** Begin PAGE EXCERPT **
Hang on boot, 12.4, not 12.1

Really banging my head against the wall with this one... I have a Supermicro X10DRH-iT and it was neglected for some time and was running I think 12.0 or 12.1 without any real issues. I upgraded to 12.4 and my memory is a bit fuzzy at this point (it was months ago), but I think it did boot OK. Some time later I got some SMART alerts that a drive was failing. Since that time, the server has rebooted for no obvious reason (not at console, so no idea if it was a panic or not), but I thought perhaps the bad drive was tickling some kind of undiscovered bug or something. Each time it rebooted on its own, the last thing in the log would be that particular drive timing out, resetting, and then timing out again.

Now when it rebooted, it appeared to hang. I would get this far in the boot process (BTX loader, then a list of BIOS drives):

iKVM_capture-8.jpg


And if I waited for a few hours, I'd start seeing this (same, but then a "ZFS: can't find vdev details"):

iKVM_capture-9.jpg


Now if this sits for like 4 hours, it does eventually boot. But 4 hours is a really long time. :)

So I thought perhaps something in the loader is "tasting" all the disks for zfs stuff and it's getting lost on the bad drive. So I had someone pull the two spinny drives that were getting a bit long in the tooth and were not currently in use anyhow for anything critical. Same result - a hang then if you wait long enough, it boots.
** End PAGE EXCERPT **
** Begin ROWS **
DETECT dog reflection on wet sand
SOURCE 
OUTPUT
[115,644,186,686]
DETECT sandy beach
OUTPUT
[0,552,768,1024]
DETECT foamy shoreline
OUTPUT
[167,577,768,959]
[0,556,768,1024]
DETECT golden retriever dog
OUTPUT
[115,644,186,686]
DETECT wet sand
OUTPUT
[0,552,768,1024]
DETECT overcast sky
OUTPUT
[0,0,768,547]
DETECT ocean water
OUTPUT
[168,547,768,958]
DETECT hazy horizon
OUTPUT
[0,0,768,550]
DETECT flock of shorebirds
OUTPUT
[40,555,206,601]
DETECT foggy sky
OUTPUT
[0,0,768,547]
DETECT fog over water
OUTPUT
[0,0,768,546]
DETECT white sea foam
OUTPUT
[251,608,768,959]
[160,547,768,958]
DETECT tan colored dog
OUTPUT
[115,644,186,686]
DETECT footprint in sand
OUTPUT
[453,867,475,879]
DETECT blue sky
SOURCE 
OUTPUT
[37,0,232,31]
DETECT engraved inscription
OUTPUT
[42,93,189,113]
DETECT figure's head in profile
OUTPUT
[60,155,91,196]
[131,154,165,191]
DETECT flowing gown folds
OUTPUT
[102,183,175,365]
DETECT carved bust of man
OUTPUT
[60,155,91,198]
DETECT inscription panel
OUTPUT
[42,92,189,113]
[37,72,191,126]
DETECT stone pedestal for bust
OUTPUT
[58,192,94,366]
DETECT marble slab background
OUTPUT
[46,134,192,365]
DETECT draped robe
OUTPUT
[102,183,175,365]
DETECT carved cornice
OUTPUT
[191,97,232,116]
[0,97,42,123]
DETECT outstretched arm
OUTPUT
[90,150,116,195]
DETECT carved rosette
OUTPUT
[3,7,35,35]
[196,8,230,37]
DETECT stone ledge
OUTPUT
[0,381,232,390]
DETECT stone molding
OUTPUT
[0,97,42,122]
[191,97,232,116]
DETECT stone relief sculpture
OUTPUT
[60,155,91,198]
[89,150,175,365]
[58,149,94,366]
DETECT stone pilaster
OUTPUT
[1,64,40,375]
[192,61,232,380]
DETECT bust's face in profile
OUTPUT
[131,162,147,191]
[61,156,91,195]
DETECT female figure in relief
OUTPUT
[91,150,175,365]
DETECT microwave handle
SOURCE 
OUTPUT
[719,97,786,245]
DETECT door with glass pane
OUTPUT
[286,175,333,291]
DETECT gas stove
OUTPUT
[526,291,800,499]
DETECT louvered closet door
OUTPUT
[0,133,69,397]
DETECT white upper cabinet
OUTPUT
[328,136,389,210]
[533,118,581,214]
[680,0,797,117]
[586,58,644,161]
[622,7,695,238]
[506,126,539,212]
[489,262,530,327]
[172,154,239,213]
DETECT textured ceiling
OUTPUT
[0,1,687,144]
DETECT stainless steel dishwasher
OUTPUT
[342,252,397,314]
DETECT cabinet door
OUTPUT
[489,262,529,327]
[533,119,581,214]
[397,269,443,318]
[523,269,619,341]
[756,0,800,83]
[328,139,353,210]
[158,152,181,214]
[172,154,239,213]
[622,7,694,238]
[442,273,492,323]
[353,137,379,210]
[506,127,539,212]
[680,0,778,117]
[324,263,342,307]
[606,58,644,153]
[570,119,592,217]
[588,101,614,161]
** End ROWS **
SHORT PROBLEM:
In the forum post about the boot hang, which motherboard does the poster have?

EXERCISE OUTPUT:
A Supermicro X10DRH-iT.